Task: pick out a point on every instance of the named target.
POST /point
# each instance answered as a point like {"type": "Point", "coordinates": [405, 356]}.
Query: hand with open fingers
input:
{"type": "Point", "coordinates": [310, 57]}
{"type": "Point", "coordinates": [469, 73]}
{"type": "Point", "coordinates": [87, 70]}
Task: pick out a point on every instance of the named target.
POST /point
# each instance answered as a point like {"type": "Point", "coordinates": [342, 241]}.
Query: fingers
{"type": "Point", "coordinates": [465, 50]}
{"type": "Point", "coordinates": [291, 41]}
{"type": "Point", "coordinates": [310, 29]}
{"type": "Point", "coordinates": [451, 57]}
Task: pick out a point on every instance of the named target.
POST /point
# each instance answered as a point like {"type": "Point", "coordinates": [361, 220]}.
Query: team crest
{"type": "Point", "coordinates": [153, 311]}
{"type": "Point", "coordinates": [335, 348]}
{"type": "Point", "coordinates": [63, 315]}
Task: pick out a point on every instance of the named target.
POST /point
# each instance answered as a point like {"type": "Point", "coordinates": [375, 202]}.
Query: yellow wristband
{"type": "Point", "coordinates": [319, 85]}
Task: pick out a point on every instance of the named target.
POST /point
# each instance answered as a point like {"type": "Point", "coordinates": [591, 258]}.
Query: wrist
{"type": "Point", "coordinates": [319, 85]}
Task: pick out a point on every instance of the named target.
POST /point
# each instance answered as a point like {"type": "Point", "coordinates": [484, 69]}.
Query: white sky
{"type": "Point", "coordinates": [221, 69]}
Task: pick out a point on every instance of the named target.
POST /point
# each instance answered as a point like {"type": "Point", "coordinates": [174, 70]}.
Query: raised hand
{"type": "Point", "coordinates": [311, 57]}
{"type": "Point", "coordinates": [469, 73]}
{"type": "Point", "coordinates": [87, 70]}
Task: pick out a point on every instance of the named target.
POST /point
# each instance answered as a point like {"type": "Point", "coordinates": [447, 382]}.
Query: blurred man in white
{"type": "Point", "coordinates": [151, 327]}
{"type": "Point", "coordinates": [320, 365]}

------------------------

Identify every line of the material above that contains the string "hand", treating uppercase and lowercase letters as distinct, and copy each such line.

Query: hand with open fingers
Query: raised hand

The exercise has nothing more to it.